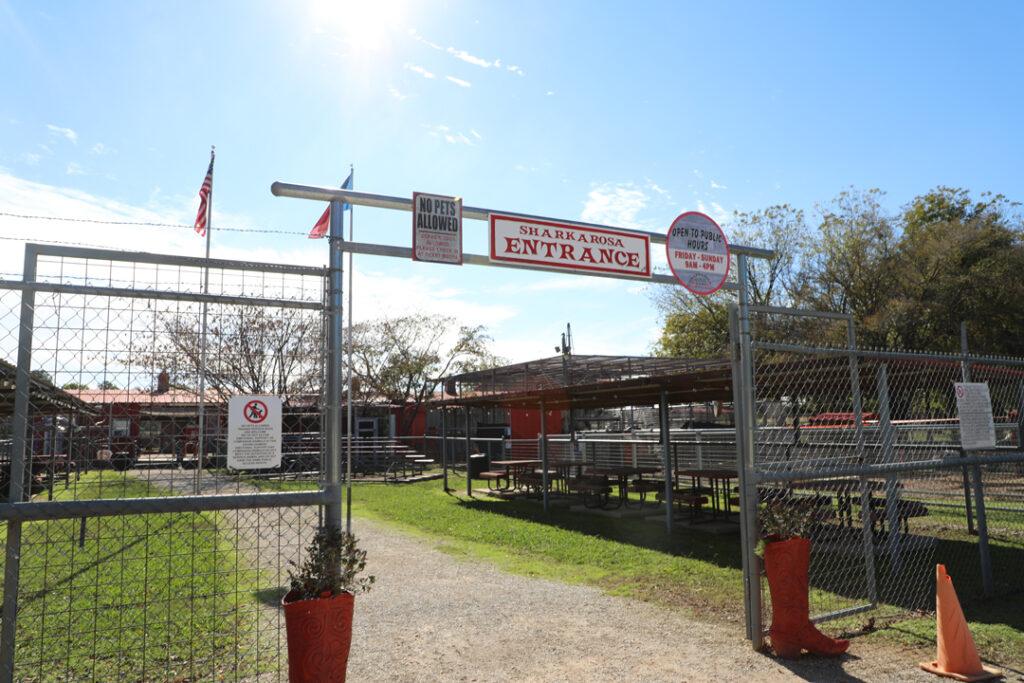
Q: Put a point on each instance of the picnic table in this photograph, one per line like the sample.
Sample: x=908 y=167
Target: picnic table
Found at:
x=720 y=489
x=623 y=473
x=514 y=469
◇ ◇ ◇ ◇
== Aim of the exercise ==
Omit every picture, and otherwise quote the entries exactly.

== Your response ==
Q: Put a point on each instance of the picnic table in this photograph, one per line like the sample.
Sample: x=908 y=167
Target: picnic table
Found at:
x=720 y=489
x=623 y=473
x=514 y=469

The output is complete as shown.